### Your instructions
Starting at the line that contains "the tree for" and ending at the last line, write those lines out again with "lane-occupancy record" swapped for "traffic-flow log" and nothing else changed.

### Dataset entries

________________________________________

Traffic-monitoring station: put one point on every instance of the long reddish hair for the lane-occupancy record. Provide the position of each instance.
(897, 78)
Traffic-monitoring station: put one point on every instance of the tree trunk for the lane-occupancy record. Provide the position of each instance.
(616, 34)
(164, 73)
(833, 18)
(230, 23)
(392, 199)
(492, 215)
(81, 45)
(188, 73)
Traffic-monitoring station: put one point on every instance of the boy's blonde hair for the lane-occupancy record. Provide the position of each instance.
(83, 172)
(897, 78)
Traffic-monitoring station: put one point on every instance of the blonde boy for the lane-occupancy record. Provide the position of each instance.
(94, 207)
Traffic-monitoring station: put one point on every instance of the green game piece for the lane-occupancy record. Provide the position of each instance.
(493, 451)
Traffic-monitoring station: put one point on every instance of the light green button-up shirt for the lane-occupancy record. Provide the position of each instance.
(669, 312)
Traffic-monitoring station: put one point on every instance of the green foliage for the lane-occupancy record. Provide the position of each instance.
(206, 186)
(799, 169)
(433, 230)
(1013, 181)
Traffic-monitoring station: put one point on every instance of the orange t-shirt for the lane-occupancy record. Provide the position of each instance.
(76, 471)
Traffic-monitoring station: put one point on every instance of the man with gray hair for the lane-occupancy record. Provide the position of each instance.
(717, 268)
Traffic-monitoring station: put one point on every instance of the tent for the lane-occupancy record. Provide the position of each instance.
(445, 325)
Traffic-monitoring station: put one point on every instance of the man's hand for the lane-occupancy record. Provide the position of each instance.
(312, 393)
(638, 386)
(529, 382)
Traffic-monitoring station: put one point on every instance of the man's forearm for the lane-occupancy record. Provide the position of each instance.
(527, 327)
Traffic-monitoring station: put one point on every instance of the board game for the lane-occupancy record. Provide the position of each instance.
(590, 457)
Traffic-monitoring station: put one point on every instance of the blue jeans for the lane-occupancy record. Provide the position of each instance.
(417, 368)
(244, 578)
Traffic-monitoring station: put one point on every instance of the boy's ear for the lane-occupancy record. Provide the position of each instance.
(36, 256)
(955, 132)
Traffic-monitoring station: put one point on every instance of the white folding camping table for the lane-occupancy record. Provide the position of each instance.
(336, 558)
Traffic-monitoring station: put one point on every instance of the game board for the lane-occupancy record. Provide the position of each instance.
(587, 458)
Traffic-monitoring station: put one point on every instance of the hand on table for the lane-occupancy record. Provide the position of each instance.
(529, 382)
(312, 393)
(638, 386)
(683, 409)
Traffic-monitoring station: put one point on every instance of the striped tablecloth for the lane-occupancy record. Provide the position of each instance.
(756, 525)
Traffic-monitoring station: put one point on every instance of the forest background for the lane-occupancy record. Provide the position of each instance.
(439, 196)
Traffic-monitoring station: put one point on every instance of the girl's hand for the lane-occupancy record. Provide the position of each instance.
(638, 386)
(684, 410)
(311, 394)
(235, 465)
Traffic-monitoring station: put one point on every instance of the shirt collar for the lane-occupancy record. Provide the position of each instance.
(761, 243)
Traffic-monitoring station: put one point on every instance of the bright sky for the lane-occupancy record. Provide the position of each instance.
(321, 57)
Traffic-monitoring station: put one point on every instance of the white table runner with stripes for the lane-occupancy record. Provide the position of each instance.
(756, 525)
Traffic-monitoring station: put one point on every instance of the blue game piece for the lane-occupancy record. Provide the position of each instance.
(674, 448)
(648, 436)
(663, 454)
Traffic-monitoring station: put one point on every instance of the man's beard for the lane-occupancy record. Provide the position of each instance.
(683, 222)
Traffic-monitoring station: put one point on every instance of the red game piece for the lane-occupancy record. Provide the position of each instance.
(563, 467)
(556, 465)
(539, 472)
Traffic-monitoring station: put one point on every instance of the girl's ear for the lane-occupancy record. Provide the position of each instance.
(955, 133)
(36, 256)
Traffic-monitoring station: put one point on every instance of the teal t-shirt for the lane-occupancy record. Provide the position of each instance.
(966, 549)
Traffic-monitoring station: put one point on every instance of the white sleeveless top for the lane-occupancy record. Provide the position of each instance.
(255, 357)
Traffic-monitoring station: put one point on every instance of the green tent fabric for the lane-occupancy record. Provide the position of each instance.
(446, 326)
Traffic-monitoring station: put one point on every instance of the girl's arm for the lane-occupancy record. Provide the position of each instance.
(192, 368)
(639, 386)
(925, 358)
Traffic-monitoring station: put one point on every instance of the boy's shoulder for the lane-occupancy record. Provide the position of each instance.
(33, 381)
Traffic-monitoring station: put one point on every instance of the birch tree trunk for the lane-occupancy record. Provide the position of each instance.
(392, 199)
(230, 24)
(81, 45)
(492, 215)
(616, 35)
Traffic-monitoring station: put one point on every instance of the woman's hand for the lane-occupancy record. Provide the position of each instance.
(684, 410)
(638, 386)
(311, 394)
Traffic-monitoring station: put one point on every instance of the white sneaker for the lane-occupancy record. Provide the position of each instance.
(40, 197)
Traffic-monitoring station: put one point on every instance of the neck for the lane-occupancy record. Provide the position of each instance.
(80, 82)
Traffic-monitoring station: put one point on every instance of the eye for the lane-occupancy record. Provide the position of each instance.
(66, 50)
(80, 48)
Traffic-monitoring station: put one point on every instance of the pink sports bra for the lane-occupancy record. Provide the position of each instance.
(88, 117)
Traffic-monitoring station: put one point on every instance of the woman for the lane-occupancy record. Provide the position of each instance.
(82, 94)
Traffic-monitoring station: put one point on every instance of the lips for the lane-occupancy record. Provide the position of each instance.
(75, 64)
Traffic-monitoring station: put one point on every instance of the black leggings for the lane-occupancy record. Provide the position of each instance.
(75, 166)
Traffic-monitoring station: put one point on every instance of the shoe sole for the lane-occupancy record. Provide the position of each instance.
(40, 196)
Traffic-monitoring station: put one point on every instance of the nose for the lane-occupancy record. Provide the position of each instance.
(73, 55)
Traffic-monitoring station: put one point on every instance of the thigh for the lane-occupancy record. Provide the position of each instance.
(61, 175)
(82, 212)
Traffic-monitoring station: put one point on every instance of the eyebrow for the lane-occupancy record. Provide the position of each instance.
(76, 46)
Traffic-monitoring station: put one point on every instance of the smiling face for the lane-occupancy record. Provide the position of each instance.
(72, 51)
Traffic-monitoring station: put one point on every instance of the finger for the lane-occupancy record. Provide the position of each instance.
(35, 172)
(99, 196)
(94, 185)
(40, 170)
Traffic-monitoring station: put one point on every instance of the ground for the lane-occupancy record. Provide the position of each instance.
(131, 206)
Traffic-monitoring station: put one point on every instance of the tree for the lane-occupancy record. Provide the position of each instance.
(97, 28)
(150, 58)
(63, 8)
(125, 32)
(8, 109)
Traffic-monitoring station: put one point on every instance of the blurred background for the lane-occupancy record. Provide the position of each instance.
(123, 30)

________________________________________

### Answer to the task
Traffic-monitoring station: put one point on every instance of the tree for the traffic-flow log. Provide the position of each instance.
(97, 28)
(150, 58)
(63, 8)
(125, 32)
(8, 109)
Traffic-monitoring station: put one point on every instance of the blurred background for the traffic-flow log. Provide the position of each instance.
(123, 30)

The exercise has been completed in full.